**Instructions to follow:**
Search the data below for the line containing "of the paved", then please set down that line and all remaining ones exactly as written.

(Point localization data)
<<<<
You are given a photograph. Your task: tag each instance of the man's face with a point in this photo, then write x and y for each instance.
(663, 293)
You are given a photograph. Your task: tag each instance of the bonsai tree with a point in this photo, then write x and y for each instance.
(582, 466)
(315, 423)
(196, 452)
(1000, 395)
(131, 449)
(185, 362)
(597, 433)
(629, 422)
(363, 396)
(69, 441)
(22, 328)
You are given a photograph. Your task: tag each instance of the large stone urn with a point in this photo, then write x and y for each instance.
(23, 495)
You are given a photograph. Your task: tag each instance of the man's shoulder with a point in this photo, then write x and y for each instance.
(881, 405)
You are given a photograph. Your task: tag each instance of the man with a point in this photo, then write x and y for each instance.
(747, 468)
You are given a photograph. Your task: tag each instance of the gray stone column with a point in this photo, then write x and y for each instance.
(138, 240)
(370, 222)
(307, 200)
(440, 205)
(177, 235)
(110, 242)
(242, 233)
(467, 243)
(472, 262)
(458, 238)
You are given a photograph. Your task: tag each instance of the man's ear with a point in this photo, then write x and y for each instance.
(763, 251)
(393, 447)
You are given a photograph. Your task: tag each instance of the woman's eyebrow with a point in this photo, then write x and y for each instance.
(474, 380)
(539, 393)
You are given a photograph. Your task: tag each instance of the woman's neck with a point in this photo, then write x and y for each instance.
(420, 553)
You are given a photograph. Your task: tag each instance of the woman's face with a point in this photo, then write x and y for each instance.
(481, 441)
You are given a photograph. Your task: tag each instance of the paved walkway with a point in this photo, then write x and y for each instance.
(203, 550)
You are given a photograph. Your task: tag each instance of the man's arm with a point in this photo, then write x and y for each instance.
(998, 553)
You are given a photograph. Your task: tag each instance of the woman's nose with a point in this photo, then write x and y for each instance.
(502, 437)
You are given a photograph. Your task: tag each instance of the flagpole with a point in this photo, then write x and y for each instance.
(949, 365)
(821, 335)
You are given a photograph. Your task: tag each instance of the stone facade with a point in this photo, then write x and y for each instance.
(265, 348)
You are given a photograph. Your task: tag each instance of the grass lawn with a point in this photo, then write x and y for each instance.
>>>>
**Written reply:**
You are given a photograph. Your task: tag each instance of the paved walkway with a point in this photo, then write x and y for each instance.
(203, 550)
You are given a photograph. Your task: tag each instance of the man's arm with a point in this photo, then write x and y for each instance.
(998, 553)
You are given a photograph. Your task: tag each instance of the woman's nose with a point in this photo, then write x and y for each instance.
(502, 437)
You are given a photograph. Your task: tag each instance of the flagpole with a point in this photo, then write x and y for each instance.
(949, 365)
(821, 335)
You are given a photograph. Your task: tag each instance of the stone facade with a point in this photo, then write x and y for each instance.
(265, 348)
You are given a photograph. Your task: tag each instance of the grass lawn with a point in this photo, then write x and y for each instance.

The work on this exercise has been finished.